Supplied material section start

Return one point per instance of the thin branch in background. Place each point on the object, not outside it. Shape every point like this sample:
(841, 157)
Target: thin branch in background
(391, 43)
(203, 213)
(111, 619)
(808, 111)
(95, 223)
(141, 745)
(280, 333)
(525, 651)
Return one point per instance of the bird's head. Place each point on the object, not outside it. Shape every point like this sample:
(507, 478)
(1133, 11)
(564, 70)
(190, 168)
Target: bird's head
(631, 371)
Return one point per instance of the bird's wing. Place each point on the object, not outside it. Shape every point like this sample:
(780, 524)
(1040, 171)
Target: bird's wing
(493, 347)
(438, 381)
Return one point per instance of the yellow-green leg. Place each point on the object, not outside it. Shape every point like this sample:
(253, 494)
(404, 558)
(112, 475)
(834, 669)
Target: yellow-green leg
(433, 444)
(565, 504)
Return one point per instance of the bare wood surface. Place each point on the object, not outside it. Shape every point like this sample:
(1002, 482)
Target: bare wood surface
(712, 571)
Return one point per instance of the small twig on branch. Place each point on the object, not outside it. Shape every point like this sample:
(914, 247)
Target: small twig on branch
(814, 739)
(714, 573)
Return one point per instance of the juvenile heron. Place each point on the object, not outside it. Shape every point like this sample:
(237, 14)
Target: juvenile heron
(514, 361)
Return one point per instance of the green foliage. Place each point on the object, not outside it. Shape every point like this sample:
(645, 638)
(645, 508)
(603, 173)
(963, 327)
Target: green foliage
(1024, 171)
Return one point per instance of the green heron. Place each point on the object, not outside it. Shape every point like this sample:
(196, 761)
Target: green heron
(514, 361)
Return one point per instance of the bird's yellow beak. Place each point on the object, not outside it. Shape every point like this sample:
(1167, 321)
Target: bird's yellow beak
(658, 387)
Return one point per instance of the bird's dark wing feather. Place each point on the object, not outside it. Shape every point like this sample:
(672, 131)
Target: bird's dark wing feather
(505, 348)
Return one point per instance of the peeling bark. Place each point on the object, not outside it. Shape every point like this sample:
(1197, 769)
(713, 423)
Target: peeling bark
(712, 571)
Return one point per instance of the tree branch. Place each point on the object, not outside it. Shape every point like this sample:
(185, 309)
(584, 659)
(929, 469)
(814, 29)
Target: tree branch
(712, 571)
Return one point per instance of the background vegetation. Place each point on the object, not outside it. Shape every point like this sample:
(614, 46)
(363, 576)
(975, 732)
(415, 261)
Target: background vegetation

Supplied material section end

[Aim of the task]
The answer must be all of the entries, restated exactly.

[Exercise result]
Return one point per instance of the thin branch in background. Place each point on the object, not outside it. Shape every point like this sample:
(841, 157)
Target: thin branch in background
(391, 43)
(203, 213)
(111, 619)
(808, 111)
(95, 223)
(141, 745)
(280, 333)
(525, 651)
Return one point per instance of the bird's head. Place each point on the object, not outside it. Shape every point like this sample:
(507, 478)
(1133, 11)
(564, 70)
(190, 168)
Target: bird's head
(631, 371)
Return one point per instance of the bird's wing. Place each point on the object, not outside it. Shape every point like this sample:
(780, 524)
(1040, 171)
Target: bird's wing
(493, 347)
(438, 381)
Return one point per instance of the yellow-green leg. Place each point on the object, not outside it. Shape every point like this sample:
(253, 494)
(404, 558)
(112, 475)
(834, 669)
Target: yellow-green leg
(433, 444)
(565, 504)
Return one point per instance of the bare wood surface. Place each point on the object, not outside it. Shape every point like this sample:
(1002, 482)
Target: bare wood surface
(712, 571)
Return one point per instance of the small twig on branch. Place each point on the object, not outside it. Shape every point like this sample:
(914, 247)
Target: small twig on branch
(814, 739)
(714, 573)
Return one point per instance of the juvenile heron. Place each point on the object, not outside it. Shape every point like this sample:
(237, 14)
Target: juvenile heron
(514, 361)
Return one point per instance of the green foliage. Place each point on the object, not outside it. Shape every point like this sample:
(645, 638)
(645, 508)
(603, 173)
(963, 327)
Target: green foliage
(1024, 171)
Return one point per instance of the green heron. Place each point on the object, not outside it. Shape every point like this sample:
(196, 761)
Target: green heron
(514, 361)
Return one point per instance of the bird's yellow beak. Place each point on the object, not outside it. Shape every point like this sample:
(1167, 321)
Target: bird's yellow beak
(658, 387)
Return one point per instance of the bird's dark wing feather. Place each point on the object, not outside it. Shape every point like this sample:
(672, 131)
Target: bird's dark wing feather
(505, 348)
Return one point per instance of the peeling bark. Place each point on the object, not outside it. Shape every point like this sample:
(1197, 769)
(713, 423)
Target: peeling bark
(712, 571)
Return one point per instance of the tree branch. Place each point on the object, not outside it. Shape every point like this sample:
(185, 309)
(584, 659)
(929, 469)
(814, 29)
Target: tree branch
(712, 571)
Return one point per instance of the background vegetation. Place each point on the object, not outside it. Shape every point like this sample:
(614, 46)
(363, 576)
(975, 732)
(415, 261)
Target: background vegetation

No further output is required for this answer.